==== Extracted records ====

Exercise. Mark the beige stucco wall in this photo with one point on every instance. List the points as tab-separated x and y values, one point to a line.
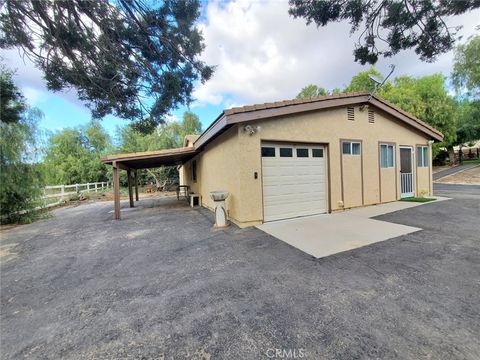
230	161
217	169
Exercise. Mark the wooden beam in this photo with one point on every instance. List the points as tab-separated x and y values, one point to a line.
136	185
130	191
116	190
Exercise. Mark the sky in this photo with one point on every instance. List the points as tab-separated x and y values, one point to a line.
261	54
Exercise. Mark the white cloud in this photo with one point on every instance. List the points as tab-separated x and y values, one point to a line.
263	54
30	79
33	95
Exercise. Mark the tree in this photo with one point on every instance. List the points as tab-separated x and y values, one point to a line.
166	136
12	102
466	69
362	82
73	155
400	25
127	57
20	178
310	91
468	124
426	98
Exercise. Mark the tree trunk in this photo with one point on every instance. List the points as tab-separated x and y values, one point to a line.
451	154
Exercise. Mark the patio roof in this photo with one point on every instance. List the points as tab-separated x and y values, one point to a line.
151	159
132	162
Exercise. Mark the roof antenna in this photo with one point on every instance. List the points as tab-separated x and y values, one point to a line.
379	81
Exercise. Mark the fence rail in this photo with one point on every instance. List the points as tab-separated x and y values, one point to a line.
69	190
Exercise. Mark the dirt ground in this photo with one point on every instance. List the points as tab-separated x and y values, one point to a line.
162	283
108	196
470	177
436	169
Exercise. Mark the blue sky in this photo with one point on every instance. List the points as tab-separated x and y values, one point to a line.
261	54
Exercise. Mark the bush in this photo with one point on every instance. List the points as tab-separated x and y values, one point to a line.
441	158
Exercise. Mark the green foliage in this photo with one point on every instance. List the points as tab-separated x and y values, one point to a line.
127	57
310	91
399	25
166	136
12	102
426	98
20	177
466	70
361	82
468	124
73	155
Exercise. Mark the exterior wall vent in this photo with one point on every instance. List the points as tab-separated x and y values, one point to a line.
351	113
371	116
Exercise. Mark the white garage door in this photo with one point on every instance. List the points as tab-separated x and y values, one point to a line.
293	180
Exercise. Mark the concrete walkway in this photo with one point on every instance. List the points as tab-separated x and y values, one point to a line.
328	234
453	170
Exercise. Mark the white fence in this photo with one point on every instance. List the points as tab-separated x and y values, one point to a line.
66	191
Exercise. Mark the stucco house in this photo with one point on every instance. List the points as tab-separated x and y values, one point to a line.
302	157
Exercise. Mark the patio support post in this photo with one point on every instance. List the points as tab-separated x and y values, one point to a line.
136	185
116	190
130	190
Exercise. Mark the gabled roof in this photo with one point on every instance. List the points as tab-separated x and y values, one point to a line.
189	139
288	107
264	111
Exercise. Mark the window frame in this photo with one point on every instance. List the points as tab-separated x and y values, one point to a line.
321	153
302	148
194	170
351	143
422	156
387	156
285	148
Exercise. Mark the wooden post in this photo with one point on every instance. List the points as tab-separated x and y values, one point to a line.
130	191
116	190
136	185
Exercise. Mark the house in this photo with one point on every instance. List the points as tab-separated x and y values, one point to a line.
302	157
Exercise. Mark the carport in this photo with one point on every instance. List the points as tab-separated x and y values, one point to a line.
132	162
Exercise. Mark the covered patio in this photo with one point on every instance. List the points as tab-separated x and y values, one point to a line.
132	162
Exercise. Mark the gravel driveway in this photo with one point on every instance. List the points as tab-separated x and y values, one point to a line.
161	284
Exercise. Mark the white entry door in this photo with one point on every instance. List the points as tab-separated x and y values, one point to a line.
406	172
293	180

====

● **Task to carry out**:
Would you output the data above exactly as written, but with no images?

● **Result of this task**:
Exercise. Mark the beige stucco wall in this photo with one point on every instance. List the points as tab-separated x and y values, one point to a line.
230	161
217	169
Exercise. Mark the wooden beam in this photo with one point on every instance. List the points as tab-separated x and y values, one point to a line.
136	185
130	191
116	190
Exercise. Mark the sky in this photo with one point on every instance. List the points as tab-separated x and y values, one point to a line.
261	54
Exercise. Mark the white cloud in this photo with one point on every instance. List the points as tab-separated x and y values, one point to a line.
263	54
30	79
33	95
Exercise. Mark the tree in this photo with one point on every instance. List the points as tab-separated x and y values, one point to a line.
166	136
12	102
466	69
362	82
73	155
400	25
127	57
20	178
310	91
468	124
426	98
Exercise. Mark the tree trunk in this photo with one point on every instance. List the points as tab-separated x and y values, one point to a line.
451	154
Exercise. Mark the patio roof in this photo with one point on every instance. List the points as tab-separated x and y values, one point to a line.
151	159
132	162
Exercise. Mark the roof antenna in this photo with one point on every instance. List the points as tab-separated x and y values, one point to a line.
379	81
Exercise. Mark the fence rail in this photo with one point on every instance. List the points as tab-separated x and y values, one point to a line.
69	190
Exercise. Mark the dirt ground in this photo with one point on every instance. List the points as tab-separated x and y values, one point to a line.
162	283
108	196
470	177
436	169
Exercise. Mark the blue sky in this photo with one point on every instance. List the points as tab-separated x and y values, one point to a line.
261	54
Exercise. Mark the bush in this photo with one point on every instance. List the points as tab-separated x and y values, one point to a line.
441	158
Exercise. Mark the green foliage in this photo with one point on every instance. List the points as tab-separated x and y values, one point to a line.
127	57
310	91
399	25
166	136
12	102
426	98
20	177
466	70
361	82
468	124
73	155
Exercise. Mark the exterior wall vent in this photo with one point on every instance. List the points as tab-separated x and y values, one point to a line.
351	113
371	116
Exercise. Mark the white garage door in this photo with one point on every instance. List the points as tab-separated x and y values, one point to a line.
293	180
Exercise. Mark the concrete walkway in this photo with one point on every instance. List the points as tab-separated x and y values, one point to a line.
328	234
453	170
Exercise. Mark the white fence in this photo with one point on every instance. List the points as tab-separated x and y values, one point to a line.
66	191
Exercise. Mark the stucco house in this photo with one point on every instance. List the points as tab-separated x and y values, one point to a line.
302	157
Exercise. Mark the patio support post in this photo with one point on every instance. List the points as tab-separated x and y values, one point to a line.
136	185
116	190
130	190
Exercise. Mark the gabled roof in this photo with one point on every instance. List the points as tab-separated x and y values, one point to a line.
189	139
288	107
264	111
Exercise. Mark the window frame in this photo with one point on every instance. List the points as tab-separated x and y values, one point to a line.
321	153
302	148
194	170
351	143
422	156
387	156
285	148
Exercise. Mark the wooden post in this photo with one point on every instance. List the points as tab-separated x and y values, one point to a line.
130	191
116	190
136	185
Exercise. Mark the house in this photo with one point on every instance. List the points as tab-separated x and y values, one point to a line.
302	157
Exercise. Mark the carport in this photo with one point on every instance. List the points as tab-separated x and y values, one point to a line.
132	162
Exercise. Mark the covered patio in this photo with one point on every instance. List the points as tab-separated x and y values, one point to a line.
132	162
Exercise. Mark the gravel driveway in this photo with one point on every instance. List the points as tab-separated x and y values, one point to a line.
161	284
Exercise. Mark the white entry door in this photo with one point on every instance. List the points as tab-separated x and y values, one point to a line.
406	172
293	180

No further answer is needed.